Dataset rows
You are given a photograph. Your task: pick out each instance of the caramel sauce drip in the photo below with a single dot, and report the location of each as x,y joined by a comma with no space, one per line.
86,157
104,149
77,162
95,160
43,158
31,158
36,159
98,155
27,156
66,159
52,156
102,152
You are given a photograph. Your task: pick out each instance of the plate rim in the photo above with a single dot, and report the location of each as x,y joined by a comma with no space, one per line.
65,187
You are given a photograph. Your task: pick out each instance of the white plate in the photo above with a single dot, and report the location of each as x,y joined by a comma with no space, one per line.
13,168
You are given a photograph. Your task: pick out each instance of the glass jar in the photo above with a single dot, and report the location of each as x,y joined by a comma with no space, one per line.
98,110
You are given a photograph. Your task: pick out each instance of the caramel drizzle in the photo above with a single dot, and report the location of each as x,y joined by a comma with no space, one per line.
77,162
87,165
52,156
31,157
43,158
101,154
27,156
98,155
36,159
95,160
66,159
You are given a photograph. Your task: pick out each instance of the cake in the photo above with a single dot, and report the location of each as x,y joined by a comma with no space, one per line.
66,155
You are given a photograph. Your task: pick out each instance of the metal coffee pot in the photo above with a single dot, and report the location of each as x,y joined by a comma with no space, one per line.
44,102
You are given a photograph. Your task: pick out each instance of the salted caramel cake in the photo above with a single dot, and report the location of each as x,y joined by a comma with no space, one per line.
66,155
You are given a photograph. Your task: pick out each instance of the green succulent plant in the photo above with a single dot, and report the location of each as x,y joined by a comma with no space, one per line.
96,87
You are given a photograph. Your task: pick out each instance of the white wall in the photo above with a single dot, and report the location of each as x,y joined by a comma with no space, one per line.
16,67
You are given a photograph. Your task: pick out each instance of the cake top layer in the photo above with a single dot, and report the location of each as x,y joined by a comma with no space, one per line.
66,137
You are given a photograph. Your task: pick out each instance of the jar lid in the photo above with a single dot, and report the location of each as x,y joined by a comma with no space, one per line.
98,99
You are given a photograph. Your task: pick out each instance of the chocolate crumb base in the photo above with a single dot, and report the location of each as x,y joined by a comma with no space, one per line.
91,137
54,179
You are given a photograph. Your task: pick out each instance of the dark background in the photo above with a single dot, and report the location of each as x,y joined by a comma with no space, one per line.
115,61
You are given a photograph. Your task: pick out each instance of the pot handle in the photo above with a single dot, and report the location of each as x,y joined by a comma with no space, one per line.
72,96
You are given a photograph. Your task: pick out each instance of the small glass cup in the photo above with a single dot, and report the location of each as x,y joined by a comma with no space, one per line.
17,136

▸ Task objective
Format every line from the one containing "of the small" down to the last line of the entries as a Markdown table with the columns Row and Text. Give each line its own numbered row, and leave out blank lines.

▸ Output of the exercise
| Row | Text |
|---|---|
| 1 | You are given a photograph. Your task: pick out each instance of the small glass cup in the photo above with a single dot, and report the location of each as x,y joined by a comma with no space, one per line. |
| 2 | 17,136 |